Friday, December 2, 2011

Thanksgiving Recipe Round-up

Now that the frantic Black Friday shopping is over and the Christmas decorations are (almost) all up, I'm going to rewind a little bit and give you my Thanksgiving recipe round-up. This year we had an amazing, intimate Thanksgiving with just the kids. I cooked everything completely from scratch- not a single can, box, or frozen item was to be seen and I didn't even lose any sleep over it. Those who have attended my holiday celebrations in the past know that I frequently stay up nearly all night prepping, waiting for rolls to rise or bake or any other number of tasks deemed essential for the perfect holiday meal. This time I kept the menu simple, started three days ahead of time, and was able to really enjoy both the creation of the meal and the additional time spent with those I love.

STATED TASK: Extend the Thanksgiving recipe round-up past its final sentence, keeping the same first-person voice.

EXCERPTED DATA:
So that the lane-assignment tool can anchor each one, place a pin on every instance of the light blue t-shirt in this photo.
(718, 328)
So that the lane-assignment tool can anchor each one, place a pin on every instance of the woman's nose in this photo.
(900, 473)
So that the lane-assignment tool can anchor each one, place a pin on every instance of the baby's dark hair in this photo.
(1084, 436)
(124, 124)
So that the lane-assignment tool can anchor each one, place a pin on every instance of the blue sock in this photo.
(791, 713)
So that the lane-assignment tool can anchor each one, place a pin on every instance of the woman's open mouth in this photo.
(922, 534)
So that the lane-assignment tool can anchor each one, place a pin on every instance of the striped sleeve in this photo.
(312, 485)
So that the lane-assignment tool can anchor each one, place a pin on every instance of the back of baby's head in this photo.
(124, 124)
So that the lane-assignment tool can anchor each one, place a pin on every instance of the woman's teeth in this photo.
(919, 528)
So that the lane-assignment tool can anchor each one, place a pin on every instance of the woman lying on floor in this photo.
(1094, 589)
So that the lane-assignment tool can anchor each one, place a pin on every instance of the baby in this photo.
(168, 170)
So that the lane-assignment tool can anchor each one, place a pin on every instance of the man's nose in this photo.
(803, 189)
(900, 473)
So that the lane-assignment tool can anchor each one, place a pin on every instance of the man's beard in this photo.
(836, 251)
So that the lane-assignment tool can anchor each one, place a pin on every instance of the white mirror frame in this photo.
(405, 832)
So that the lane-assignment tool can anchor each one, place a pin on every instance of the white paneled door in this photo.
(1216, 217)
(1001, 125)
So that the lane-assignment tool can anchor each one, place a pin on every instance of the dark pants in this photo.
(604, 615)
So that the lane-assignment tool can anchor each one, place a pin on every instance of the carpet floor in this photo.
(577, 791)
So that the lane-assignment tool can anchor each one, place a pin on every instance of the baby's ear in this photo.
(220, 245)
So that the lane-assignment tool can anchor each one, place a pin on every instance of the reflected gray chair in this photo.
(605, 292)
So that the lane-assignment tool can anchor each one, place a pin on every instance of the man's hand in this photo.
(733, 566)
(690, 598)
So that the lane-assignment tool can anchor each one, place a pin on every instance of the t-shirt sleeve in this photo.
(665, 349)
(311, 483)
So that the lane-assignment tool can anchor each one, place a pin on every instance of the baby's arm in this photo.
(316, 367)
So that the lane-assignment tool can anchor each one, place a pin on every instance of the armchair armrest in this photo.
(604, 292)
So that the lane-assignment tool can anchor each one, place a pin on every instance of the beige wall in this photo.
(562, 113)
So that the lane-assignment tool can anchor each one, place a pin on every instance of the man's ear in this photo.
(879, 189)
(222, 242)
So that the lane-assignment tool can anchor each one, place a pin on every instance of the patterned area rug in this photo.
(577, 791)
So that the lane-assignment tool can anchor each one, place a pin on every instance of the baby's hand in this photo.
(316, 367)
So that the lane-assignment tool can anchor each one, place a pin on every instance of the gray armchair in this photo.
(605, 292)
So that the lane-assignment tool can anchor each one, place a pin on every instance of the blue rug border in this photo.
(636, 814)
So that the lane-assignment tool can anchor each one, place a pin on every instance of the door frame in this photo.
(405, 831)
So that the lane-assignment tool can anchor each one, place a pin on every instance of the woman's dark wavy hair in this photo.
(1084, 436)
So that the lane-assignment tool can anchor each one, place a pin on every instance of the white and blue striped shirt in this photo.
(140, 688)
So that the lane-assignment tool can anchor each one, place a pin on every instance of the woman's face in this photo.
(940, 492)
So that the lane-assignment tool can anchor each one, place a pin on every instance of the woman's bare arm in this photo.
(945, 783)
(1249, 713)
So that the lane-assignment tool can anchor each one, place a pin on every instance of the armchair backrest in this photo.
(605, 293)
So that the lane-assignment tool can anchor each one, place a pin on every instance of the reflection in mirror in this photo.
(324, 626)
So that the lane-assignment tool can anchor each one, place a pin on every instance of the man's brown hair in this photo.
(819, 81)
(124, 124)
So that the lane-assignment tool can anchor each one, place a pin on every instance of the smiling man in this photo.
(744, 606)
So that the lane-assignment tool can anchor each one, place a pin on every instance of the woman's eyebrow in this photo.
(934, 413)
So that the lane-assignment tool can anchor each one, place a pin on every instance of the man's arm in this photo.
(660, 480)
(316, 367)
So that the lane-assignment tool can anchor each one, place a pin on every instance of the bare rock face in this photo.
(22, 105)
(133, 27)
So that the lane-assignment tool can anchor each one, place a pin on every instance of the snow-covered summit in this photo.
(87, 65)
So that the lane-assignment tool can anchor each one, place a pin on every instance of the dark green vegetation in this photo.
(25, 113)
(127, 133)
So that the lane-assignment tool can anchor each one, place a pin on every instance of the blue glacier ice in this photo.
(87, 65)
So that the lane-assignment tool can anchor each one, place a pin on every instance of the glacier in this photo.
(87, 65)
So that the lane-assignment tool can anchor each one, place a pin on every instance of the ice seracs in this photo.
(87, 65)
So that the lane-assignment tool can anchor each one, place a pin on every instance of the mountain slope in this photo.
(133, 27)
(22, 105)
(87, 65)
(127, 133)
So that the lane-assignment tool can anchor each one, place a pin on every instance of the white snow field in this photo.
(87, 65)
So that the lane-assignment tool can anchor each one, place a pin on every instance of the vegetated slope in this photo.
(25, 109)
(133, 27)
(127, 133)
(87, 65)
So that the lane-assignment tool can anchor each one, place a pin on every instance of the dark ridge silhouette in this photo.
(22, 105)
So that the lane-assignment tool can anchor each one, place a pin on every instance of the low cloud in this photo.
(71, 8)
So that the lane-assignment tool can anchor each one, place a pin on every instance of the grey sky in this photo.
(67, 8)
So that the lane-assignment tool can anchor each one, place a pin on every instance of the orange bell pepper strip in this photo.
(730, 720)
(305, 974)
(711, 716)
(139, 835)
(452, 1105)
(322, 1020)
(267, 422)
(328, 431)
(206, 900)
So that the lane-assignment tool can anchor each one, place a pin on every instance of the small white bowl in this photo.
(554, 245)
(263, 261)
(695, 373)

RESULT OF THE EXERCISE:
Fresh turkey
Sour cream and garlic mashed potatoes
Sausage stuffing
Green beans
Cranberry sauce
Sliced bread
Pumpkin and Pecan Pies

For the Turkey, I purchased a fresh one and brined it for the first time. Here is an excellent tutorial on how to brine a turkey. I purchased a spice mix from World Market- this was my ONE convenience item. You can see it here. Other specialty stores sell brine mixes for nearly $20, this was on sale for only $4.99 and I figured I'd spend way more purchasing everything I needed separately, so in the interest of frugality, I decided it would be ok to fudge on just this one item.

Oops, a little blurry- looked clear on the camera. This is the brine.
Basically, the process of brining involves dissolving the spices in a gallon of water over the stove. Then after letting the mixture cool, you soak the Turkey in it over night. I declined to purchase the $7 brining bags that I came across, instead I simply used a clear, clean, tough, outdoor garbage bag, tied tight. I tried to set this in the roasting pan and then in the fridge, but the pan wouldn't fit no matter which way I turned it, so I just put the bag in and prayed. Luckily we had no leaks.

Turkey in the pan that wouldn't fit in the fridge.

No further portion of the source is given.